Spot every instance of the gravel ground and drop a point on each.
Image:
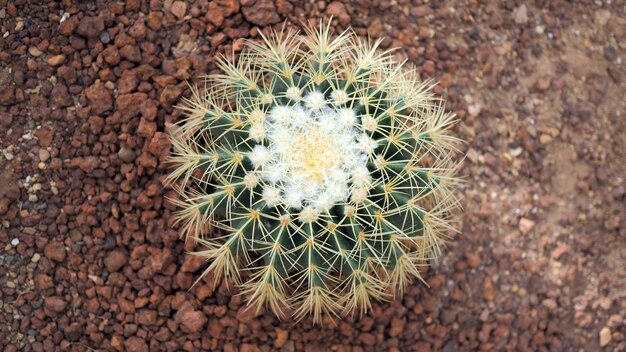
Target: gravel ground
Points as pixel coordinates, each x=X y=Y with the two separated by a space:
x=90 y=261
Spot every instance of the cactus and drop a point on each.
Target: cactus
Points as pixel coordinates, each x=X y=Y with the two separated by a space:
x=320 y=166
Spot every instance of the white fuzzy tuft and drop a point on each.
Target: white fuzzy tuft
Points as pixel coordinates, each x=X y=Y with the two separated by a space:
x=339 y=96
x=314 y=100
x=369 y=123
x=257 y=132
x=250 y=180
x=259 y=156
x=294 y=93
x=308 y=215
x=271 y=196
x=314 y=154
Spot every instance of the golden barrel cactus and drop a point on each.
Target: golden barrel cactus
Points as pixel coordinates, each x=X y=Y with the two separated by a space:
x=318 y=165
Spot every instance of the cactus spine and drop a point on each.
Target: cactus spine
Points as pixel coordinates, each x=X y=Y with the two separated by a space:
x=324 y=166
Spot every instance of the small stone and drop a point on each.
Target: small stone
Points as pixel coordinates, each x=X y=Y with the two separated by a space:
x=521 y=14
x=146 y=128
x=246 y=314
x=88 y=164
x=90 y=26
x=190 y=319
x=105 y=38
x=34 y=51
x=602 y=17
x=44 y=155
x=55 y=251
x=474 y=109
x=178 y=9
x=473 y=260
x=129 y=105
x=281 y=337
x=136 y=344
x=169 y=95
x=146 y=317
x=397 y=326
x=543 y=84
x=54 y=305
x=100 y=98
x=247 y=347
x=338 y=10
x=605 y=336
x=131 y=53
x=192 y=263
x=545 y=139
x=488 y=291
x=115 y=260
x=56 y=60
x=127 y=155
x=160 y=145
x=262 y=13
x=550 y=304
x=610 y=53
x=525 y=225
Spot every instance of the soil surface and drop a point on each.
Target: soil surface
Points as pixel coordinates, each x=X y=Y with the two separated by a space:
x=90 y=259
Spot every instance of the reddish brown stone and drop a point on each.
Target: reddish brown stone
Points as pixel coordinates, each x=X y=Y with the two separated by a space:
x=262 y=13
x=178 y=9
x=160 y=145
x=55 y=251
x=191 y=320
x=115 y=260
x=54 y=305
x=100 y=98
x=146 y=128
x=129 y=105
x=90 y=26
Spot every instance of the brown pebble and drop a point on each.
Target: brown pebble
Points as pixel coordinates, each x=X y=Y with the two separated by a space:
x=55 y=251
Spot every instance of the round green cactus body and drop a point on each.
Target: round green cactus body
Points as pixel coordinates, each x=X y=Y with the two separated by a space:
x=326 y=167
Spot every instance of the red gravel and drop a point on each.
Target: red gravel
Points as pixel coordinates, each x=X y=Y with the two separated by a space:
x=90 y=260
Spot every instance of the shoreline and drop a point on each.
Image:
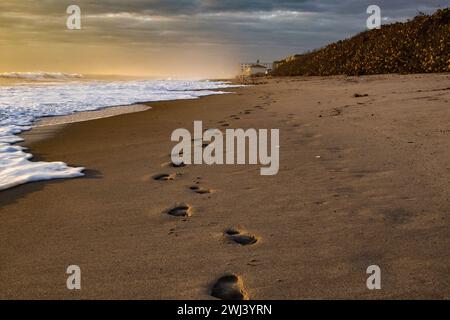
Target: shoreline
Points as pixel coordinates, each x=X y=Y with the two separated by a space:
x=362 y=181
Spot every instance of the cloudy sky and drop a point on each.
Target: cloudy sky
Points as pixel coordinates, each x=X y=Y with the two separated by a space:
x=179 y=38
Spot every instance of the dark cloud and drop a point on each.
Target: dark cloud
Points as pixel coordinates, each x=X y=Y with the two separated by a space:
x=269 y=29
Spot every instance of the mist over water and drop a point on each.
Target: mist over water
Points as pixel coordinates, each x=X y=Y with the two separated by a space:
x=24 y=103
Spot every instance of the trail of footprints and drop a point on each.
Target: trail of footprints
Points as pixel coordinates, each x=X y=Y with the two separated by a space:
x=228 y=286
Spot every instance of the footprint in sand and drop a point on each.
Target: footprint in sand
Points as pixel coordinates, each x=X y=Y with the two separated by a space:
x=239 y=237
x=173 y=165
x=180 y=210
x=164 y=176
x=200 y=190
x=229 y=287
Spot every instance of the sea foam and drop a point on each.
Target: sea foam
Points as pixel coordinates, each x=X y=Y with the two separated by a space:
x=21 y=105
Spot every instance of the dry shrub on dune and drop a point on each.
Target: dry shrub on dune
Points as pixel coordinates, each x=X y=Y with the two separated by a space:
x=418 y=46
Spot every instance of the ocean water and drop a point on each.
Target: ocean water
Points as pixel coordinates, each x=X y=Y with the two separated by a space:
x=24 y=103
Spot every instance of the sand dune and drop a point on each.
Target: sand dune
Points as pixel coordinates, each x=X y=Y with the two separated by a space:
x=364 y=179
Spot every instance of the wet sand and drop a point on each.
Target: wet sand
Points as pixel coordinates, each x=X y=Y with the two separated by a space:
x=363 y=180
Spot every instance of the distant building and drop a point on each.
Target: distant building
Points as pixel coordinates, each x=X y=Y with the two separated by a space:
x=255 y=70
x=245 y=65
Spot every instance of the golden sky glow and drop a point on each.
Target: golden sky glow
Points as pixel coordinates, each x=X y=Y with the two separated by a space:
x=175 y=38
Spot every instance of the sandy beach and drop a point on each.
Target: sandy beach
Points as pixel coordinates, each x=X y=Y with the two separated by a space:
x=364 y=179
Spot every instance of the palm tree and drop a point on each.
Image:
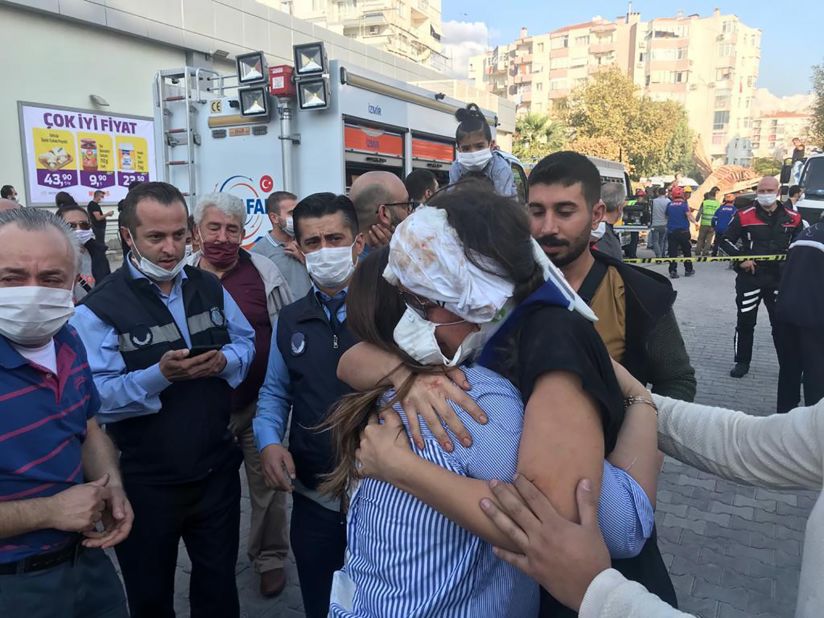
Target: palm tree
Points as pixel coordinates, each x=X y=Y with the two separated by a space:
x=537 y=135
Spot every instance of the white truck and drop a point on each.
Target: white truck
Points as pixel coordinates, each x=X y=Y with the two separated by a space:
x=216 y=134
x=811 y=181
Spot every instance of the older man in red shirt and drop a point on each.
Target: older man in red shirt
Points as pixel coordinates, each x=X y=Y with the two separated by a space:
x=260 y=290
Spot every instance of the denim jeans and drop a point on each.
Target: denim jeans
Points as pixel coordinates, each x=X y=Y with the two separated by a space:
x=659 y=240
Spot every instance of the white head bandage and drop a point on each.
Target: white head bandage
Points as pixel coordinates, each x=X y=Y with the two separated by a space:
x=427 y=258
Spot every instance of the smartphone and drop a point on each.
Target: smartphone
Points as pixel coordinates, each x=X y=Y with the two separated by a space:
x=197 y=350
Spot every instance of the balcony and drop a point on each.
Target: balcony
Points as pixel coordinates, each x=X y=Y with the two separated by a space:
x=601 y=48
x=604 y=27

# Required work:
Rewrite all of the records above, replacing "drop a point on each" with "mark each one with a point" everywhere and keeping everything else unchanged. Leave the pictures out.

# Task response:
Spot every instance of the gravel ground and mark each one with a point.
Image:
Target: gravel ground
Points as pixel coordinates, each x=X y=Y with the two separated by a space:
x=90 y=261
Spot every instance of the cactus and mark each one with a point.
Target: cactus
Points as pixel coordinates, each x=X y=Y with the two separated by a space:
x=320 y=166
Spot every instance of the white fuzzy tuft and mark each one with a point.
Target: white fuzzy tuft
Points as pixel coordinates, each x=X y=Y with the two separated by a space:
x=339 y=96
x=314 y=100
x=369 y=123
x=257 y=132
x=250 y=180
x=259 y=156
x=294 y=93
x=308 y=215
x=271 y=196
x=314 y=154
Spot every instance of the golden barrel cactus and mark each one with a point.
Target: golden barrel cactus
Points as pixel coordinates, each x=X y=Y with the two separated by a space:
x=318 y=165
Spot every instance of the cactus spine and mark each one with a point.
Target: cactus spine
Points as pixel coordinates, each x=X y=Y with the two separated by a space:
x=324 y=166
Spot every instance of the small stone and mark each one with a point.
Target: small stone
Points as pixel coordinates, each x=X y=Y with the two separated by a space:
x=521 y=14
x=146 y=128
x=246 y=314
x=88 y=164
x=90 y=26
x=190 y=319
x=105 y=38
x=34 y=51
x=602 y=17
x=44 y=155
x=55 y=251
x=474 y=109
x=178 y=9
x=473 y=260
x=129 y=105
x=281 y=337
x=136 y=344
x=169 y=95
x=146 y=317
x=397 y=326
x=543 y=84
x=54 y=305
x=100 y=98
x=247 y=347
x=338 y=10
x=605 y=336
x=131 y=53
x=192 y=263
x=545 y=139
x=488 y=291
x=115 y=260
x=56 y=60
x=127 y=155
x=160 y=145
x=262 y=13
x=550 y=304
x=610 y=53
x=525 y=225
Spot every instance of the soil surface and mark each one with a point.
Target: soil surface
Points as pixel coordinates, each x=X y=Y with the two separated by a space:
x=90 y=259
Spot every instance of the reddish brown stone and mark each one with a point.
Target: reddish brown stone
Points as pixel coordinates, each x=X y=Y with the two separated by a space:
x=262 y=13
x=178 y=9
x=160 y=145
x=55 y=251
x=191 y=320
x=115 y=260
x=54 y=305
x=100 y=98
x=146 y=128
x=129 y=105
x=90 y=26
Spot every instance of the brown pebble and mark each one with a point.
Target: brown pebble
Points as pixel coordinates, each x=X y=Y with the two separated by a space:
x=55 y=251
Spot every instance of the round green cactus body and mark each one with a point.
Target: round green cactus body
Points as pixel coordinates, each x=X y=Y with the two separated by a space:
x=326 y=167
Spot every instance of the red gravel and mark each one with a point.
Target: red gravel
Points as pixel coordinates, each x=X y=Y with the two separated by a space:
x=90 y=260
Spot every instance of the shoreline and mark each one with a point.
Image:
Target: shoreline
Points as pixel coordinates, each x=X y=Y with the two separated by a space:
x=362 y=181
Spot every instance of the cloudy sky and mark each one with a point.
Target: cloudy sky
Points as pixel coordinates, each x=X y=Y with the two separated by a space:
x=179 y=38
Spot every instance of the dark cloud and mark each one with a point.
Target: dark cloud
Points as pixel coordinates, each x=X y=Y with the two separated by a space:
x=269 y=29
Spot every instance of the mist over water and mark each one with a point.
Target: mist over water
Points as pixel coordinates, each x=X y=Y with the two separated by a space:
x=24 y=103
Spot every instance of the trail of footprints and mark each one with a point.
Target: trail of footprints
Points as pixel coordinates, each x=X y=Y with the two separated by a space:
x=228 y=286
Spot every instance of the footprint in sand and mark each one with a point.
Target: footprint in sand
Points as pixel coordinates, each x=X y=Y with the two separated by a space:
x=239 y=237
x=173 y=165
x=180 y=210
x=164 y=176
x=200 y=190
x=229 y=287
Spot every instance of the sea foam and mark each one with a point.
Target: sea foam
Points as pixel coordinates, each x=X y=Y with the two separated by a space:
x=21 y=105
Spot every instance of the dry shrub on dune and mark each one with a point.
Target: dry shrub on dune
Points as pixel coordinates, each x=X y=Y with the two separated by a space:
x=418 y=46
Spot every instance of the ocean water and mark each one with a point.
Target: ocean water
Points as pixel coordinates, each x=X y=Y with the two separated by a space:
x=24 y=103
Spot every instance of the sand dune and mark each one with a point.
Target: sand dune
Points as pixel coordinates, each x=X y=Y with the two separated by a space:
x=364 y=179
Spot every instance of the wet sand and mark each one with a point.
Target: wet sand
Points as pixel coordinates, each x=X y=Y with the two separated by a space:
x=363 y=180
Spot every instance of the distant building and mark each one with a point.
Target: distant building
Points as pixel coordinates, each x=X y=Y with the two separated by a space:
x=255 y=70
x=245 y=65
Spot every instance of the golden sky glow and mark each one with a point.
Target: golden sky glow
Points as pixel coordinates, each x=X y=Y with the two separated by a space:
x=175 y=38
Spot every instance of the sandy beach and mark each one with a point.
Target: sandy beach
Points as pixel coordinates, each x=X y=Y with the two separated by a space:
x=364 y=179
Spot every instance of the palm tree and mark each one with a point.
Image:
Target: palm tree
Points as pixel coordinates, each x=X y=Y with the two separated by a space:
x=537 y=135
Spot every instance of the white truck and mark each one with a point.
Target: white truck
Points as pixel coordinates, each x=X y=Y with the two separated by a space:
x=216 y=134
x=811 y=181
Spot every instance of the older man in red shirt and mark each one with a point.
Target: older man in red shirt
Points as pixel coordinates, each x=X y=Y with the two separated by a space:
x=260 y=290
Spot every instance of the denim jeans and mark each one with a point.
Target: denim jeans
Points as pixel coordinates, each x=X y=Y with the two separated by a space:
x=659 y=240
Spot every instance of the white head bandage and mark each one with a point.
Target: white head bandage
Points as pixel coordinates, each x=X y=Y with the two separated by a space:
x=427 y=258
Spot every instance of the smartphone and mark each one with a point.
Target: smartphone
Points as pixel coordinates, each x=X y=Y with the two separated by a space:
x=197 y=350
Spot every instance of the balcony and mark each one with a point.
Target: balcony
Points as pixel coordinates, each x=X y=Y with the two separated by a space:
x=601 y=48
x=604 y=27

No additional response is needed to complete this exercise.